Problem requirements | Copy the rows below word for word, starting at the line that contains "One marker serves each instance of the bicycle spoke." and continuing through the last row, both ends included.

===== Entries supplied

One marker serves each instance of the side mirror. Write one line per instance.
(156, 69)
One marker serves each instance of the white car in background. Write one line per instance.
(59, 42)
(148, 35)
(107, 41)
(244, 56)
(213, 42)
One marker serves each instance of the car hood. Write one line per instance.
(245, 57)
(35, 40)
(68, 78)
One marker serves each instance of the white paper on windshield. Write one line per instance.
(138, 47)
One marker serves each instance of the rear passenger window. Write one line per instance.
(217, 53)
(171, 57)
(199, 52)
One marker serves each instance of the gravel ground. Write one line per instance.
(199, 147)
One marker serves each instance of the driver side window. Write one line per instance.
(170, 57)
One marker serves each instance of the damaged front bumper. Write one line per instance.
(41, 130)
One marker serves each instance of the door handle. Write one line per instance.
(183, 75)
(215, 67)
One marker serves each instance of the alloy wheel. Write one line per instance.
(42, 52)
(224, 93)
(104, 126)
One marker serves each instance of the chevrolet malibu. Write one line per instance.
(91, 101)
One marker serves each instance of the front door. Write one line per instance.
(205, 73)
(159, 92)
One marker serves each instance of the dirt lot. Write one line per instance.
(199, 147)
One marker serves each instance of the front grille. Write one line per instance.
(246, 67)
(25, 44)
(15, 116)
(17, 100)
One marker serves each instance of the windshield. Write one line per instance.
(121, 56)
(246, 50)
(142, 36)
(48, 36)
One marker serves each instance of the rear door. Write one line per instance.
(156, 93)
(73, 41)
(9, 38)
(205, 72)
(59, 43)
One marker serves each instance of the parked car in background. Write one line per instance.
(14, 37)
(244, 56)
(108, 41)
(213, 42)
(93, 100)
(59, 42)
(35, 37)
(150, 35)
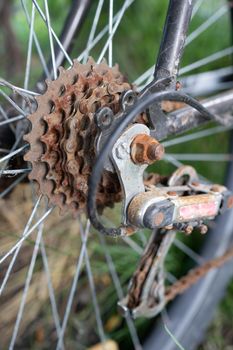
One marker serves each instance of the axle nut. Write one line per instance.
(146, 150)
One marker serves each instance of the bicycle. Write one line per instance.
(96, 98)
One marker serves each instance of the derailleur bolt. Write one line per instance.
(203, 229)
(146, 150)
(188, 229)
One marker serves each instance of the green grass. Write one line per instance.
(135, 47)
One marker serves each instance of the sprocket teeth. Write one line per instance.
(91, 61)
(63, 134)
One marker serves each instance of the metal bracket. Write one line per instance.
(129, 173)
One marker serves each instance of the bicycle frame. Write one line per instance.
(166, 67)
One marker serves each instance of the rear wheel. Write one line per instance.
(27, 268)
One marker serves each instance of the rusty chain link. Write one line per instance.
(195, 274)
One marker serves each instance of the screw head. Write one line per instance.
(104, 117)
(155, 151)
(188, 229)
(128, 99)
(122, 150)
(203, 229)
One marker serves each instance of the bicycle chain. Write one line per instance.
(177, 288)
(194, 275)
(63, 134)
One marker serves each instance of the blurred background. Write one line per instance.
(135, 46)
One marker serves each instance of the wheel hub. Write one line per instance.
(63, 134)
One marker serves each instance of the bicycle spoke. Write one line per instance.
(204, 26)
(21, 240)
(110, 32)
(53, 33)
(92, 288)
(36, 41)
(29, 52)
(101, 34)
(106, 46)
(196, 135)
(16, 107)
(14, 171)
(120, 294)
(93, 29)
(196, 7)
(50, 289)
(202, 157)
(73, 287)
(50, 39)
(26, 286)
(7, 274)
(7, 120)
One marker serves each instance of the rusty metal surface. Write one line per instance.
(146, 150)
(63, 134)
(153, 305)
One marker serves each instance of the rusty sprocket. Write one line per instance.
(63, 134)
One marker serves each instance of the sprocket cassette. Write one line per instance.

==========

Output for this exercise |
One marker serves each instance of the bicycle spoke. Write one line per instance.
(204, 26)
(21, 240)
(110, 32)
(53, 33)
(92, 288)
(36, 41)
(29, 52)
(101, 34)
(106, 46)
(196, 135)
(16, 107)
(14, 171)
(120, 294)
(93, 29)
(196, 7)
(50, 289)
(202, 157)
(73, 287)
(50, 39)
(26, 286)
(7, 274)
(7, 120)
One marker serves each instance of the rusty metal surface. Write one line per instance.
(146, 150)
(63, 134)
(153, 305)
One marker serves each instance of the rusty sprocket. Write one line per instance.
(63, 134)
One marker serves each instance of the sprocket cassette. Write one line per instance.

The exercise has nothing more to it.